● Document section
As to the room’s decoration as it relates to the Cuff brothers’ trades – were the books lying on the central table part of William’s stock or collection? And was the picture hanging over the mantle piece one of Richard’s engravings, for it certainly appears to be in black and white. And are the other two, more colourful, pictures examples of his painting?

I do wish I could exercise a Street View-type camera and swivel the room around to look out of the window. For the view in 1855 would have been so very different from that of the present day. For then, running along the other side of the narrow Owen’s Row street, was  the New River,  bringing water from Hertfordshire to its final destination, the New River Company reservoirs just across the road, behind Sadler’s Wells. It was only in 1862 that the New River outside Owen’s Row was covered in. So, looking out of that window, Richard Cuff’s gaze would have travelled over that narrow width of running water and onto the gardens of houses fronting St John’s Street, which led up to the Angel.

● Problems and tasks
(1) According to the passage about Richard Cuff's room, in what year was the New River outside Owen's Row covered in?
(2) Repeat the passage about Richard Cuff's room word for word, from "As to the room’s" up to and including "of his painting?".

● Data section
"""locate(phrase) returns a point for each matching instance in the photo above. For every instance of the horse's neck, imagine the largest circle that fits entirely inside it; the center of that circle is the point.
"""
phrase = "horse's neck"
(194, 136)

● Task-by-task results
(1) 1862

(2)
As to the room’s decoration as it relates to the Cuff brothers’ trades – were the books lying on the central table part of William’s stock or collection? And was the picture hanging over the mantle piece one of Richard’s engravings, for it certainly appears to be in black and white. And are the other two, more colourful, pictures examples of his painting?